§ **RECORDED INFORMATION**:
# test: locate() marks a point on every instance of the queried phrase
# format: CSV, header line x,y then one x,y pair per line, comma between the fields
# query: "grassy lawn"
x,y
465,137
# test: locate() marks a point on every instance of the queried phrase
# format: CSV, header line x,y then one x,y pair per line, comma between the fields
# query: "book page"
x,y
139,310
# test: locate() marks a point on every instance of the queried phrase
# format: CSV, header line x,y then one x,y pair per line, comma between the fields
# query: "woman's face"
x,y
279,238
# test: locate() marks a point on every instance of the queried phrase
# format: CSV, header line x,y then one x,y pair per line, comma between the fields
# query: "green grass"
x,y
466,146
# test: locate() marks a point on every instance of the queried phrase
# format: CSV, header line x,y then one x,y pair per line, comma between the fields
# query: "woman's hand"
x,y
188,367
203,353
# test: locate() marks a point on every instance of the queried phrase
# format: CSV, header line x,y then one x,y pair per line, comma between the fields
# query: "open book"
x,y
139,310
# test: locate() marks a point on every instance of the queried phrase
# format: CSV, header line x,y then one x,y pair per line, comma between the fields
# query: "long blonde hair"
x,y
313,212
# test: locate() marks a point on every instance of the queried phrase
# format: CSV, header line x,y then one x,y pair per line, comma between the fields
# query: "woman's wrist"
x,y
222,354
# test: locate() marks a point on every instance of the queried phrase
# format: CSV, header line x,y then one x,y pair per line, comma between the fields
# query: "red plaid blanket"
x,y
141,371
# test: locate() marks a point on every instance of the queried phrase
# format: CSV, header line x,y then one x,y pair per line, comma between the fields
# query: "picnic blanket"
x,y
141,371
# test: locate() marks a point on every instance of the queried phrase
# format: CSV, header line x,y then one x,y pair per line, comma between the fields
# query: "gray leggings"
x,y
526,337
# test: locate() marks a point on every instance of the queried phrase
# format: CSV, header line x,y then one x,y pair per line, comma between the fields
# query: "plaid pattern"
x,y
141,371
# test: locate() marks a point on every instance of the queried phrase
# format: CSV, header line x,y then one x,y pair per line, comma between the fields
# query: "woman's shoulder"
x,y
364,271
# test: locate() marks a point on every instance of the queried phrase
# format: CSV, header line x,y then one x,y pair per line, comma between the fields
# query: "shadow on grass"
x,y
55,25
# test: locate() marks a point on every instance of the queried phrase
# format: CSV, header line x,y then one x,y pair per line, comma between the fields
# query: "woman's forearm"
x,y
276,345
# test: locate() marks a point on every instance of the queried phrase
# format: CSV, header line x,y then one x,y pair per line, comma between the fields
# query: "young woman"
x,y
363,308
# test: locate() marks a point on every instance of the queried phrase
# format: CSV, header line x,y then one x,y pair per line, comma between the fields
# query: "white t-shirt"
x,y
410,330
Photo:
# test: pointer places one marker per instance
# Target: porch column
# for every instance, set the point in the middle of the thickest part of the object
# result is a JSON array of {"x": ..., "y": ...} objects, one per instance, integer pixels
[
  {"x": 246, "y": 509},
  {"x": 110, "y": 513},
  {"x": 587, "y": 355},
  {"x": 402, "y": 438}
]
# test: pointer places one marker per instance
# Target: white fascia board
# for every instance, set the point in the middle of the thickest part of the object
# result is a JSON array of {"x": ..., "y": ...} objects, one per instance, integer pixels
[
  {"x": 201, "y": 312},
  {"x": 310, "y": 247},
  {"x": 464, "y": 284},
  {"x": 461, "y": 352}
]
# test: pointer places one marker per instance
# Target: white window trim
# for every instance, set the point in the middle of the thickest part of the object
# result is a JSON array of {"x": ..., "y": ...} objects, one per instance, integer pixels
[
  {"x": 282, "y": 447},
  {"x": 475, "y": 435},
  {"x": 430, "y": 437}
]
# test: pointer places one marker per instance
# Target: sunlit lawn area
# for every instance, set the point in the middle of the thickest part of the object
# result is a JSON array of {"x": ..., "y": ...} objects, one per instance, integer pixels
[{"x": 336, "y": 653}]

§ **EXERCISE AIM**:
A faithful copy of all the material is the required answer.

§ **EXERCISE RESPONSE**:
# test: locate() marks a point on every instance of the queried phrase
# format: CSV, header line x,y then one x,y pair per line, comma between the fields
# query: "grassy lawn"
x,y
465,137
# test: locate() marks a point on every instance of the queried phrase
# format: CSV, header line x,y then one x,y pair per line, comma between the fields
# query: "book page"
x,y
139,310
# test: locate() marks a point on every instance of the queried phrase
# format: CSV, header line x,y then one x,y pair per line, comma between the fields
# query: "woman's face"
x,y
279,238
# test: locate() marks a point on every instance of the queried phrase
# format: CSV, header line x,y then one x,y pair per line, comma between the fields
# query: "green grass"
x,y
466,146
# test: locate() marks a point on every instance of the queried phrase
# format: CSV, header line x,y then one x,y pair per line, comma between the fields
# query: "woman's hand"
x,y
188,367
203,353
# test: locate() marks a point on every instance of the queried phrase
# format: CSV, header line x,y then one x,y pair per line, comma between the fields
# query: "open book"
x,y
139,310
# test: locate() marks a point on every instance of the queried phrase
# format: CSV, header line x,y then one x,y pair per line, comma between the fields
# query: "long blonde hair"
x,y
313,212
# test: locate() marks a point on every instance of the queried phrase
# format: CSV, header line x,y then one x,y pair per line, comma between the fields
# query: "woman's wrist"
x,y
222,354
# test: locate() marks a point on every instance of the queried phrase
# format: CSV, header line x,y then one x,y pair per line, comma between the fields
# query: "red plaid blanket"
x,y
141,371
# test: locate() marks a point on every instance of the queried phrase
# format: CSV, header line x,y then one x,y pair per line, comma between the fields
# query: "picnic blanket"
x,y
141,371
# test: locate() marks a point on every instance of the queried phrase
# format: CSV, header line x,y then one x,y pair per line, comma between the fields
# query: "gray leggings"
x,y
526,337
# test: locate() marks a point on every instance of the queried phrase
# format: CSV, header line x,y then one x,y pair per line, comma between the fields
# query: "plaid pattern"
x,y
141,371
# test: locate() marks a point on every instance of the queried phrase
# format: CSV, header line x,y then one x,y pair per line, comma between the fields
# query: "woman's shoulder"
x,y
364,271
# test: locate() marks a point on every instance of the queried phrase
# format: CSV, header line x,y then one x,y pair per line, comma between the fields
# query: "shadow on grass"
x,y
55,25
# test: locate() marks a point on every instance of the queried phrase
# format: CSV, header line x,y then one x,y pair per line, comma between the fields
# query: "woman's forearm"
x,y
276,345
# test: locate() marks a point on every instance of the queried phrase
# format: CSV, header line x,y then one x,y pair per line, comma between the fields
# query: "young woman"
x,y
363,308
# test: locate() marks a point on every instance of the queried phrase
# format: CSV, header line x,y then one x,y pair per line, comma between the fields
# query: "white t-shirt"
x,y
410,330
Photo:
# test: pointer places one marker per instance
# Target: porch column
# for every instance, set the point in the middle of the thickest part of the object
# result is a JSON array of {"x": ..., "y": ...} objects, one per instance, integer pixels
[
  {"x": 246, "y": 509},
  {"x": 110, "y": 513},
  {"x": 587, "y": 355},
  {"x": 402, "y": 438}
]
# test: pointer places one marker per instance
# Target: white fascia board
# for every instance, set the point in the middle of the thickest part of the object
# result is a JSON array of {"x": ..., "y": ...} objects, one per instance, integer pixels
[
  {"x": 201, "y": 312},
  {"x": 310, "y": 247},
  {"x": 464, "y": 284},
  {"x": 461, "y": 352}
]
# test: pointer places one marker per instance
# Target: white window trim
# for every instance, set the point in the middle of the thickest part of the object
# result is a JSON array of {"x": ..., "y": ...} objects, one per instance, integer pixels
[
  {"x": 282, "y": 447},
  {"x": 475, "y": 435},
  {"x": 430, "y": 437}
]
# test: pointer places one marker per instance
# Target: sunlit lawn area
# for every instance, set the point in the middle of the thickest part of the object
# result is a JSON array of {"x": ..., "y": ...} objects, one per instance, integer pixels
[{"x": 336, "y": 653}]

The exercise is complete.